Work to be completed
Please reproduce every one of the rows below word for word, with each line unchanged.

======== Listing

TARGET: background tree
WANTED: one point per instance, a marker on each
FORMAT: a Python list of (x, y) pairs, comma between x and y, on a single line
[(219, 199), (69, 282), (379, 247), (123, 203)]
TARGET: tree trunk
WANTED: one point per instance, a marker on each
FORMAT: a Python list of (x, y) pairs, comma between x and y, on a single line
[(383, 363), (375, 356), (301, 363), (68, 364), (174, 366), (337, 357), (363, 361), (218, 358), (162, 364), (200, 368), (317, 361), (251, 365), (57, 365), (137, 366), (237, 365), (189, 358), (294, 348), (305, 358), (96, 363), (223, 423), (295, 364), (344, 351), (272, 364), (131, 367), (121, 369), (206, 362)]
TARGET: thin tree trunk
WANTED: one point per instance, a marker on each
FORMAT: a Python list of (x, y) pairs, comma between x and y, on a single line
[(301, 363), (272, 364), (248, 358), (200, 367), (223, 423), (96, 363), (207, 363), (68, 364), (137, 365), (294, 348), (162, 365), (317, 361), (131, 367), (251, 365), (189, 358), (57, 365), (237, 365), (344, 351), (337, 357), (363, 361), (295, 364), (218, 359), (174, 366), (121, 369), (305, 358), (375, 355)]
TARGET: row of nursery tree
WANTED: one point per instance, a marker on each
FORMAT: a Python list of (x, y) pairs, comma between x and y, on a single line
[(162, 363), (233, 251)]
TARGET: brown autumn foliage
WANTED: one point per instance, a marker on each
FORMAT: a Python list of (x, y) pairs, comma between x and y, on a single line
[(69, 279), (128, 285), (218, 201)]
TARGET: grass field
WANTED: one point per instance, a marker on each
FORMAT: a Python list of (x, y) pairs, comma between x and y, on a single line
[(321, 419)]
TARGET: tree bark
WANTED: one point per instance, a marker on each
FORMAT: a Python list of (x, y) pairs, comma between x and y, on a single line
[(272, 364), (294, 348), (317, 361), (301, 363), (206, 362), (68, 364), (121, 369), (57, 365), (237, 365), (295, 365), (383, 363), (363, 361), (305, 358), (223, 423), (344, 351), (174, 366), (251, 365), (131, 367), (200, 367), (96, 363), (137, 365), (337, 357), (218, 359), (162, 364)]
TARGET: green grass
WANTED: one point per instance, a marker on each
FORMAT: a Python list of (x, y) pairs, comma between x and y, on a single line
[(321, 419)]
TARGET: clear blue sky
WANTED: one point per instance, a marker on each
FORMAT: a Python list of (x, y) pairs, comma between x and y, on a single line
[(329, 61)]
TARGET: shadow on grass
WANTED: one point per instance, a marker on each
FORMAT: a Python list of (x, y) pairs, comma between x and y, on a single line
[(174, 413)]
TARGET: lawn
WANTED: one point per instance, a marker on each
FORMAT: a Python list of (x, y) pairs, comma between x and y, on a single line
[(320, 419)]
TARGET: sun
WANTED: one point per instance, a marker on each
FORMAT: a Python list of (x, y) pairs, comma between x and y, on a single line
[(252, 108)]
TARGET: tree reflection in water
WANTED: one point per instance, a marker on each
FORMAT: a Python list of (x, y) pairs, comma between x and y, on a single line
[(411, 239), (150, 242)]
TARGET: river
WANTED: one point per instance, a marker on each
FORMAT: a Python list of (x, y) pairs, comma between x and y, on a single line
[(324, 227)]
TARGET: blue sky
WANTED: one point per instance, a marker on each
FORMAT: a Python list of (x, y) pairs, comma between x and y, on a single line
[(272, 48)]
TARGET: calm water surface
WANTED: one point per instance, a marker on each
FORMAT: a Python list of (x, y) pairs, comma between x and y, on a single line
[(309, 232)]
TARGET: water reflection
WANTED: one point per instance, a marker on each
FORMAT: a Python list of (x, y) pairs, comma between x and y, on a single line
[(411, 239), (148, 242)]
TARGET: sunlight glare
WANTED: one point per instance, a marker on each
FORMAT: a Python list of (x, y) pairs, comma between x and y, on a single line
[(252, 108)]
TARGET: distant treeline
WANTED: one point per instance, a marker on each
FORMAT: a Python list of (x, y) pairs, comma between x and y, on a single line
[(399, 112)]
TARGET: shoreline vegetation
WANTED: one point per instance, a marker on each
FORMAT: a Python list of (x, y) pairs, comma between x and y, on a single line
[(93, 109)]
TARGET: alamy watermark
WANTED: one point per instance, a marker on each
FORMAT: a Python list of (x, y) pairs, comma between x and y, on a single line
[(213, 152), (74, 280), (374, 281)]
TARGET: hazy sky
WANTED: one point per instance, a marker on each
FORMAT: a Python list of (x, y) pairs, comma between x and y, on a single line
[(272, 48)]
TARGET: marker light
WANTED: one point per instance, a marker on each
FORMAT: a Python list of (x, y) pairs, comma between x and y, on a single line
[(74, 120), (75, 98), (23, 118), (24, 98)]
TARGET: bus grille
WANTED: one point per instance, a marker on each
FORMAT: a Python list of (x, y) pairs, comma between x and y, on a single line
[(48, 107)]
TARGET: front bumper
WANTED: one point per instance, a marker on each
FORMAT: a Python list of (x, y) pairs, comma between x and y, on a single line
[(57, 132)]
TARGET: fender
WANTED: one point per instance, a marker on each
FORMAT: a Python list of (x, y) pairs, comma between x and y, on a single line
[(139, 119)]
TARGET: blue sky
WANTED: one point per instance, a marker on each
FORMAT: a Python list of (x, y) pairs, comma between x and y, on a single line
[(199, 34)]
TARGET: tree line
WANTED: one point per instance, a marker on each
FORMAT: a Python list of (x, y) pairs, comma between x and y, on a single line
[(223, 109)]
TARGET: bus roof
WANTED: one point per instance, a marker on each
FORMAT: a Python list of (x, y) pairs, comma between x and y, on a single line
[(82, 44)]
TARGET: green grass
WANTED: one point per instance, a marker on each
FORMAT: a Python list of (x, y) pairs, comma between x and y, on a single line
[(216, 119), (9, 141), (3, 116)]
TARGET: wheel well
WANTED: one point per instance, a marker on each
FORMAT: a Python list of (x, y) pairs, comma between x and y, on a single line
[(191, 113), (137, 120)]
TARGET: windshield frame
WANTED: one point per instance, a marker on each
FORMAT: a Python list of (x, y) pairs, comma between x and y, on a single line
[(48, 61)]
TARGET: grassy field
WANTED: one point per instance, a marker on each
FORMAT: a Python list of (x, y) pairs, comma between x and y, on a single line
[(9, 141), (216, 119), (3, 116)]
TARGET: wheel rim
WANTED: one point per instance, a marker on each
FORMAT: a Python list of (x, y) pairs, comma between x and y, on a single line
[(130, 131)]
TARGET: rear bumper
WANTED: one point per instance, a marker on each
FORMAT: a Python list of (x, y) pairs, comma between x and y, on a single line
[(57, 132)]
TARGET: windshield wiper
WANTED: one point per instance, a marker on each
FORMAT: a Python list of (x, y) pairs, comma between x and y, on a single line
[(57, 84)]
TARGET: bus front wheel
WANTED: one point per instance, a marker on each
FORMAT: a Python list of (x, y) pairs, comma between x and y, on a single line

================

Correct result
TARGET: background tree
WANTED: one point per instance, a marker on each
FORMAT: a Python list of (x, y) pairs, comma between x and y, on a single line
[(219, 199), (69, 282), (379, 247), (123, 203)]
TARGET: tree trunk
WANTED: one point per instance, a marker on each
FORMAT: a Python list of (x, y) pairs, comma between x and y, on a single line
[(383, 363), (375, 356), (301, 363), (68, 364), (174, 366), (337, 357), (363, 361), (218, 358), (162, 364), (200, 368), (317, 361), (251, 365), (57, 365), (137, 366), (237, 365), (189, 358), (294, 348), (305, 358), (96, 363), (223, 423), (295, 364), (344, 351), (272, 364), (131, 367), (121, 369), (206, 362)]
TARGET: thin tree trunk
WANTED: one point per instance, a marker on each
FORMAT: a Python list of (x, y) pairs, comma between x and y, on a single line
[(301, 363), (272, 364), (248, 358), (200, 367), (223, 423), (96, 363), (207, 363), (68, 364), (137, 365), (294, 348), (162, 365), (317, 361), (131, 367), (251, 365), (189, 358), (57, 365), (237, 365), (344, 351), (337, 357), (363, 361), (295, 364), (218, 359), (174, 366), (121, 369), (305, 358), (375, 355)]
TARGET: row of nursery tree
WANTED: one point per instance, a marker on each
FORMAT: a Python list of (x, y) pairs, comma between x and y, on a single line
[(162, 363), (233, 251)]
TARGET: brown autumn foliage
WANTED: one point per instance, a marker on each
FORMAT: a Python list of (x, y) pairs, comma between x and y, on a single line
[(69, 279), (128, 285), (218, 201)]
TARGET: grass field
WANTED: one point per instance, a marker on each
FORMAT: a Python list of (x, y) pairs, comma between x and y, on a single line
[(321, 419)]
TARGET: tree bark
WANTED: one point per instance, a marker on each
FORMAT: a Python list of (x, y) pairs, comma between x and y, on a single line
[(272, 364), (294, 348), (317, 361), (301, 363), (206, 362), (68, 364), (121, 369), (57, 365), (237, 365), (295, 365), (383, 363), (363, 361), (305, 358), (223, 423), (344, 351), (174, 366), (251, 365), (131, 367), (200, 367), (96, 363), (137, 365), (337, 357), (218, 359), (162, 364)]
TARGET: green grass
WANTED: one point per instance, a marker on each
FORMAT: a Python list of (x, y) pairs, comma between x and y, on a single line
[(321, 419)]
TARGET: clear blue sky
WANTED: one point per instance, a marker on each
FORMAT: a Python list of (x, y) pairs, comma between x and y, on a single line
[(329, 61)]
TARGET: shadow on grass
WANTED: one point per instance, a marker on each
FORMAT: a Python list of (x, y) pairs, comma between x and y, on a single line
[(174, 413)]
TARGET: lawn
WANTED: one point per instance, a marker on each
FORMAT: a Python list of (x, y) pairs, comma between x and y, on a single line
[(320, 419)]
TARGET: sun
WANTED: one point per instance, a marker on each
FORMAT: a Python list of (x, y) pairs, comma between x and y, on a single line
[(252, 108)]
TARGET: tree reflection in water
WANTED: one point per instance, a marker on each
FORMAT: a Python list of (x, y) pairs, comma between x and y, on a single line
[(411, 239), (150, 242)]
TARGET: river
WANTED: one point per instance, a marker on each
FORMAT: a Python list of (x, y) pairs, comma between x and y, on a single line
[(324, 227)]
TARGET: blue sky
WANTED: one point per instance, a marker on each
FORMAT: a Python list of (x, y) pairs, comma between x and y, on a single line
[(272, 48)]
TARGET: calm water surface
WANTED: one point per instance, a marker on each
FORMAT: a Python list of (x, y) pairs, comma between x and y, on a single line
[(309, 232)]
TARGET: water reflection
WANTED: one point per instance, a marker on each
FORMAT: a Python list of (x, y) pairs, comma between x and y, on a single line
[(411, 239), (148, 242)]
TARGET: sunlight glare
WANTED: one point per instance, a marker on each
FORMAT: a Python list of (x, y) pairs, comma between x and y, on a single line
[(252, 108)]
TARGET: distant treeline
WANTED: one point per instance, a marker on each
FORMAT: a Python list of (x, y) pairs, comma between x and y, on a single line
[(399, 112)]
TARGET: shoreline vegetation
WANTED: one point per instance, a marker on each
FORMAT: a Python list of (x, y) pairs, comma between x and y, on a single line
[(93, 109)]
TARGET: alamy watermark
WANTED: one point per instance, a marker on each
FORMAT: a Python list of (x, y) pairs, comma between x and y, on a single line
[(213, 152), (74, 280), (374, 281)]
TARGET: hazy sky
WANTED: one point per instance, a marker on each
FORMAT: a Python list of (x, y) pairs, comma between x and y, on a single line
[(272, 48)]
TARGET: marker light
WANTED: one point per instance, a marker on each
FORMAT: a Python list of (x, y) pairs, comma between x and y, on a single line
[(74, 120), (75, 98), (23, 118), (24, 98)]
TARGET: bus grille
WANTED: one point per instance, a marker on each
FORMAT: a Python list of (x, y) pairs, comma between x and y, on a single line
[(48, 107)]
TARGET: front bumper
WANTED: one point per instance, a marker on each
FORMAT: a Python list of (x, y) pairs, comma between x and y, on a single line
[(57, 132)]
TARGET: fender
WANTED: one point per instance, a marker on each
FORMAT: a Python list of (x, y) pairs, comma between x and y, on a single line
[(139, 119)]
TARGET: blue sky
WANTED: one point per instance, a marker on each
FORMAT: a Python list of (x, y) pairs, comma between x and y, on a single line
[(199, 34)]
TARGET: tree line
WANTED: one point per instance, a marker on each
FORMAT: a Python list of (x, y) pairs, comma between x and y, on a single line
[(223, 109)]
TARGET: bus roof
WANTED: one point per instance, a marker on each
FORMAT: a Python list of (x, y) pairs, comma between x and y, on a single line
[(82, 44)]
TARGET: green grass
WANTED: one point per instance, a marker on each
FORMAT: a Python list of (x, y) pairs, comma between x and y, on a single line
[(216, 119), (9, 141), (3, 116)]
TARGET: wheel well
WANTED: one point per instance, a marker on each
FORMAT: a Python list of (x, y) pairs, comma between x and y, on a single line
[(191, 113), (137, 120)]
TARGET: windshield frame
WANTED: one point per instance, a marker on each
FORMAT: a Python list of (x, y) pairs, comma between x and y, on a single line
[(48, 61)]
TARGET: grassy field
WANTED: one point per instance, a marker on each
FORMAT: a Python list of (x, y) pairs, comma between x and y, on a single line
[(9, 141), (216, 119), (3, 116)]
TARGET: wheel rim
WANTED: one point per instance, a marker on each
FORMAT: a Python list of (x, y) pairs, comma between x and y, on a single line
[(130, 131)]
TARGET: rear bumper
WANTED: one point per instance, a marker on each
FORMAT: a Python list of (x, y) pairs, comma between x and y, on a single line
[(57, 132)]
TARGET: windshield wiper
WANTED: one point per instance, a marker on each
FORMAT: a Python list of (x, y) pairs, comma between x and y, on a single line
[(57, 84)]
TARGET: bus front wheel
WANTED: one point per instance, a marker on each
FORMAT: a Python list of (x, y) pairs, comma between x and y, on a single line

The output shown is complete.